- **Directions**
1: Reproduce the passage of the article about Stephan Khadu between "Arrest leads to" and "22 years old.", inclusive, without changing any words.
2: Put this sentence from the article about Stephan Khadu into Spanish: "As a middle schooler he would spend his summers in Rochester, New York, where he got to run around with his cousins and play paintball all day."

- **Reading passage**

┄┄┄┄┄┄

Stephan Khadu and his mother, Lezandre Khadu. Photo provided by Lezandre Khadu.

By Andrea Pineda-Salgado

Stephan Khadu is among the 16 men who died in Rikers last year. Epicenter interviewed his mother Lezandre Khadu for four hours, and pieced together this account of Stephan’s final days. Asked about his death, city officials said they are aware of “conditions at Rikers.”

“Stephen Khadu was in our custody when he passed away on September 22, 2021. My deepest condolences go out to his loved ones,” says Louis A. Molina, the commissioner of the New York City Department of Correction. “We are working aggressively to improve the conditions at Rikers that began under previous administrations, and are committed to ensuring the safety and wellbeing of everyone who works and lives in our facilities.” 

Lezandre Khadu had her son, Stephan, when she was 14 years old. She gave him the nickname “Pop” when he was a toddler, a moniker suggested by a best friend from childhood that just kind of stuck. Born and raised in Brooklyn, New York, Khadu says he was a charismatic kid who would always charm his way into people’s hearts and more often than not, use that same charm to wiggle his way out of trouble.

Khadu recalls a memory from when her son was five years old. She says he would chat with older ladies and one of them, a stranger he had just met and charmed, asked to take him to the movies. As a middle schooler he would spend his summers in Rochester, New York, where he got to run around with his cousins and play paintball all day. A neighbor’s broken window curtailed the rambunctiousness of the game. As a teen he worked at a cafeteria where he once again won over the older ladies. One in particular would always make him food, and came to consider him her grandson.

When Stephan would occasionally get into trouble at school his mother did not embrace the “boys will be boys” mantra. Once, in seventh grade, he decided to skip class by hiding out in the bathroom. When Khadu was called into the school due to the infraction, she furiously hiked up five stories to chat with the principal. She wanted to make sure her son learned his lesson so she asked to use the loudspeaker.

“Yo, Stephan, you buggin’ bro,” she said. “Wherever you at, I’m here.” 

As Khadu marched out of the office, she caught Stephan in his purple leather coat coming out of the bathroom. He tried to make up excuses, but she was not having it. She made sure he learned his lesson that day. 

“I could hear you Stephan and you could hear me. The day that you cannot hear me, you got a problem and the day that I cannot hear you, I have a problem,” she would tell him. It was their way of reminding each other that wherever they were, they would have each other’s back. 

Khadu reminded her son of their saying when her Pop was arrested. Stephan had been arrested three times prior to being sent to Rikers on what Khadu calls “minor charges” such as possession of marijuana, but was bailed out. Khadu never imagined her son would end up at Rikers. Little did she know that this final arrest was the beginning of the end.

Arrest leads to incarceration at Rikers

Stephan Khadu was arrested on Dec. 19, 2019, along with nine other men — allegedly members of the Brick Squad, a Brooklyn street gang. The state charged them in a 48-count indictment with conspiracy to commit murder, weapons possession, narcotics possession and other crimes. He was 22 years old.

┄┄┄┄┄┄

- **Listed entries**
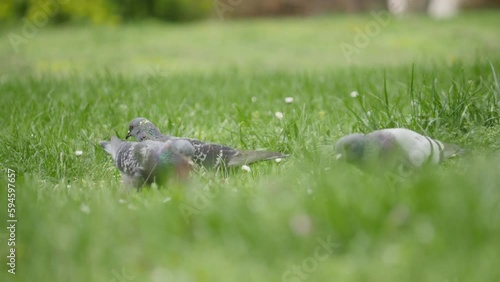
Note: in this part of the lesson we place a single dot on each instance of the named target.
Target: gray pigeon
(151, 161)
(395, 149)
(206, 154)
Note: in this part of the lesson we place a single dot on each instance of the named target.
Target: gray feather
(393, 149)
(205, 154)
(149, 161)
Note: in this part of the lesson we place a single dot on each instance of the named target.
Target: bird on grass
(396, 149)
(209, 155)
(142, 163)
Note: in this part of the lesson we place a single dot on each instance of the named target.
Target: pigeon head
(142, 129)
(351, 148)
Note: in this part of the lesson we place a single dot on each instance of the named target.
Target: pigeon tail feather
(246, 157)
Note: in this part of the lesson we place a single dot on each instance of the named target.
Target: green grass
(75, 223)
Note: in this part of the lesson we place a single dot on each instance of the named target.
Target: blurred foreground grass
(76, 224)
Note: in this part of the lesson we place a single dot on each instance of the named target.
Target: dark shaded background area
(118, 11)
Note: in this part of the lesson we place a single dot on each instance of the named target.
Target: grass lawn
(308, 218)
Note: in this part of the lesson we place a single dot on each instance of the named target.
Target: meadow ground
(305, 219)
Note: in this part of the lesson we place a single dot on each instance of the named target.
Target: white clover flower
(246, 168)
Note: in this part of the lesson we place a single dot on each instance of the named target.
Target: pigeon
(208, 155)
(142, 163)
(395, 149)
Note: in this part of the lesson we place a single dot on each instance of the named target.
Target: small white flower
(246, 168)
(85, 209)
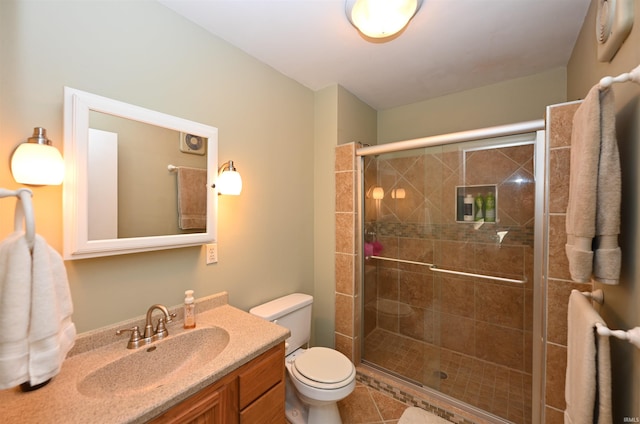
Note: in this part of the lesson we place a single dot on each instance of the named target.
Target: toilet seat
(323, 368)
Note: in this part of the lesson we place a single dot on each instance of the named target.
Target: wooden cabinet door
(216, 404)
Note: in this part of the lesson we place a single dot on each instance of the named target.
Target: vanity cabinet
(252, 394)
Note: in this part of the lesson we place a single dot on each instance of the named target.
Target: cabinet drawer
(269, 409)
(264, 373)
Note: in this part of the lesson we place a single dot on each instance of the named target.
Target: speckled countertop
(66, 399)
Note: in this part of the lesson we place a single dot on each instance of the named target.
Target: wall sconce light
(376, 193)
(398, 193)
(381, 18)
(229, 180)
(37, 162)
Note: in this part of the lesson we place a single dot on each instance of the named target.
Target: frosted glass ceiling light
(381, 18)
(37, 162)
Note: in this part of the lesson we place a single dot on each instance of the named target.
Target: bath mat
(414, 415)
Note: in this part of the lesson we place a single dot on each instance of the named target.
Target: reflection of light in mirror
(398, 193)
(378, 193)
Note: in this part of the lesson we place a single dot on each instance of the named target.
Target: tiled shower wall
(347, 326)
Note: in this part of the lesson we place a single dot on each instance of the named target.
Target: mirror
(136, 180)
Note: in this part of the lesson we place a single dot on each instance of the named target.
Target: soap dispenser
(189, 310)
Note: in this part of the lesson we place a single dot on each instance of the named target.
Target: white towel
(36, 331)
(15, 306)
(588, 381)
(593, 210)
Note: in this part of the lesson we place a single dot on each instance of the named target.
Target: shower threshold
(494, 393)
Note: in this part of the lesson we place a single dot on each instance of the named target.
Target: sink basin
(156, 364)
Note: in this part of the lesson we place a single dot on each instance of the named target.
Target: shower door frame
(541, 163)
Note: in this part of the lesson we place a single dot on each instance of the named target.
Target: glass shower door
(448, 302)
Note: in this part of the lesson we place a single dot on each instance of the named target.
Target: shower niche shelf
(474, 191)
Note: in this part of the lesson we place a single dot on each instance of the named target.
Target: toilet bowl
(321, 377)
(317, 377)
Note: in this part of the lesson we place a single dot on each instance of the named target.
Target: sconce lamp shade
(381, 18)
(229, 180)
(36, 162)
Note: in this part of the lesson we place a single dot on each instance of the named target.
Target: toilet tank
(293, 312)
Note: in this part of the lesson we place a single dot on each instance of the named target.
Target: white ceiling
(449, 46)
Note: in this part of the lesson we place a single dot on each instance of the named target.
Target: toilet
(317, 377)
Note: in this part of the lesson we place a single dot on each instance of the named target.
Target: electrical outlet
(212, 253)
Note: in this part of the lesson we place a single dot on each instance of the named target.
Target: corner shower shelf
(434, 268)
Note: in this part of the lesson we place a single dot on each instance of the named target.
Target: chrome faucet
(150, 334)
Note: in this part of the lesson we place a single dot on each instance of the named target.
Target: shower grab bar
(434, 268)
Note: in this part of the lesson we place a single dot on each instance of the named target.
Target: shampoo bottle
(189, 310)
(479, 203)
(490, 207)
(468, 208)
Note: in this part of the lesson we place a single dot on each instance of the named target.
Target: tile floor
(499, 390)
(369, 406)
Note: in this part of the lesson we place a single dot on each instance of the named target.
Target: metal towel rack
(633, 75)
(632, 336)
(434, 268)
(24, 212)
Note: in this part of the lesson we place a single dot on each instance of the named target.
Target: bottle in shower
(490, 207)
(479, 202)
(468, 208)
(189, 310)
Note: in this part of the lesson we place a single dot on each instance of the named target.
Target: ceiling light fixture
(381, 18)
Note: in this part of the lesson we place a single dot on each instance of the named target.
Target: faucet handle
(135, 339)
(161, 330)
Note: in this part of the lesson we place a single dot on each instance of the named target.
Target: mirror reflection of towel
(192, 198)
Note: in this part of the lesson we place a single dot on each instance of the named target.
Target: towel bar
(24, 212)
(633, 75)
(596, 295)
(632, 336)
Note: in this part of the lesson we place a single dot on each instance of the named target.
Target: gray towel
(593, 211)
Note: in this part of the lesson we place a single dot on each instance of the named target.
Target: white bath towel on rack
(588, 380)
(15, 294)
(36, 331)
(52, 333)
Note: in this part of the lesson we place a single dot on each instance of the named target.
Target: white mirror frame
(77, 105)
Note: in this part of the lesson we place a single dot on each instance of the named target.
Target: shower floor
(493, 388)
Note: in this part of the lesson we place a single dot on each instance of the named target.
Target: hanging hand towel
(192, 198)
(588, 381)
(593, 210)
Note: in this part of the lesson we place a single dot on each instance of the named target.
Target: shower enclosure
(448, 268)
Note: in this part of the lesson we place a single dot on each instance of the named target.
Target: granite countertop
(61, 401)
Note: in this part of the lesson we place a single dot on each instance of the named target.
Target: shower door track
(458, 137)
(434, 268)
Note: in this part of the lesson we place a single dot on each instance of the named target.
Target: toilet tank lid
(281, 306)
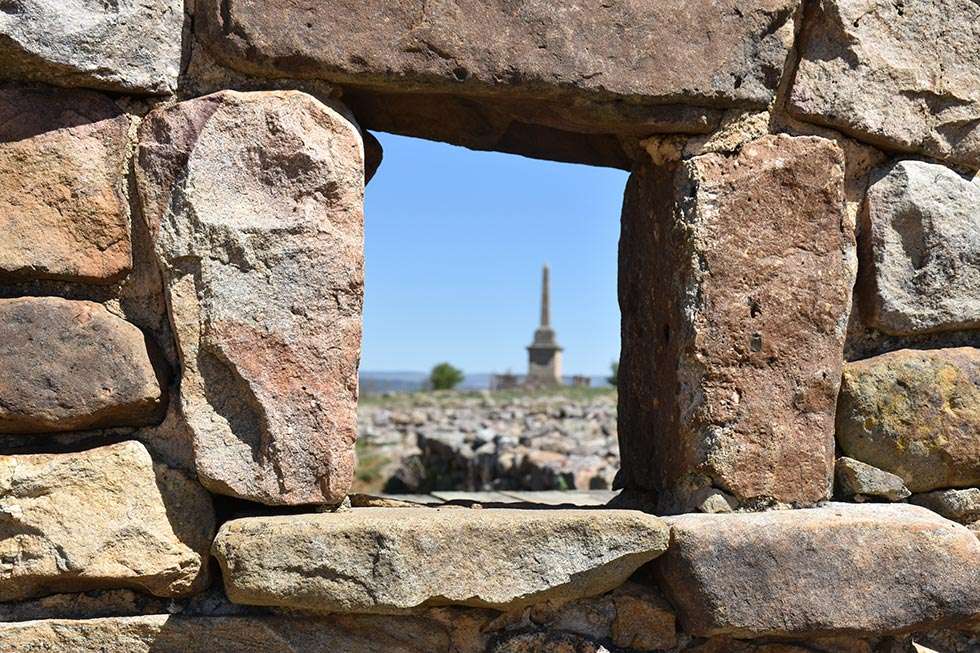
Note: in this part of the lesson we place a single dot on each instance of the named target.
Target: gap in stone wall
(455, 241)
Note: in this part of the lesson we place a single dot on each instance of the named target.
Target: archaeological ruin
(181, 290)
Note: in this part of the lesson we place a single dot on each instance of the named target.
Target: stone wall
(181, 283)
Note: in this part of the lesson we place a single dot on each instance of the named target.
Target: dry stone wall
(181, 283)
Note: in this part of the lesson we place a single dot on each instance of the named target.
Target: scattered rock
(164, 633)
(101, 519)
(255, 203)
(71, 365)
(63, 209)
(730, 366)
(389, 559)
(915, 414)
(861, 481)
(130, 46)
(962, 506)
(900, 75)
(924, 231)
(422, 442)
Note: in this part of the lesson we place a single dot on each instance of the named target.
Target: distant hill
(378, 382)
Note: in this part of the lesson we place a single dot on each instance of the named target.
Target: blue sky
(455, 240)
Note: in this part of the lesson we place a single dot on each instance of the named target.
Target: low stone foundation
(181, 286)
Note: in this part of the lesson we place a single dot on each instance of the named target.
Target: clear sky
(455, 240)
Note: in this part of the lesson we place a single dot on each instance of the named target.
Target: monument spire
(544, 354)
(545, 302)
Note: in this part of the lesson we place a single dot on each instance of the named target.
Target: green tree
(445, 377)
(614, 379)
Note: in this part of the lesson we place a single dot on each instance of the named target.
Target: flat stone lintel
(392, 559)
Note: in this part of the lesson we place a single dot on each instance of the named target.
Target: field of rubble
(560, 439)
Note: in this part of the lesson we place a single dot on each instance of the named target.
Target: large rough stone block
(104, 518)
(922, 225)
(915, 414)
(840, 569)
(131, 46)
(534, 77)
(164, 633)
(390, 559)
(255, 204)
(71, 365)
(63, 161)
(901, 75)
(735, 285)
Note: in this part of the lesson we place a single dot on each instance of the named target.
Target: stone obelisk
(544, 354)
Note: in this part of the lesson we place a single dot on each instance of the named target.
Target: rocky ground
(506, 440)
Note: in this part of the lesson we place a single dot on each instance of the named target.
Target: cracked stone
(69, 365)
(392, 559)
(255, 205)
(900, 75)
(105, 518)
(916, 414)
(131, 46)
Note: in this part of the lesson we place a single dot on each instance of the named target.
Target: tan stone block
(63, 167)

┄┄┄┄┄┄

- **Answers per task**
1:
Arrest leads to incarceration at Rikers

Stephan Khadu was arrested on Dec. 19, 2019, along with nine other men — allegedly members of the Brick Squad, a Brooklyn street gang. The state charged them in a 48-count indictment with conspiracy to commit murder, weapons possession, narcotics possession and other crimes. He was 22 years old.

2: Cuando estaba en la escuela intermedia, pasaba los veranos en Rochester, Nueva York, donde podía corretear con sus primos y jugar paintball todo el día.